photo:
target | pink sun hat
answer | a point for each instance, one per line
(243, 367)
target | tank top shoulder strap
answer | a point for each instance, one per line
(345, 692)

* * *

» Task prompt:
Echo every entry above word for word, keeping each line as it appears.

» Final answer:
photo:
target | pink sun hat
answer | a point for each instance, one per line
(243, 367)
target | tank top shoulder strap
answer | a point for each instance, one per line
(345, 692)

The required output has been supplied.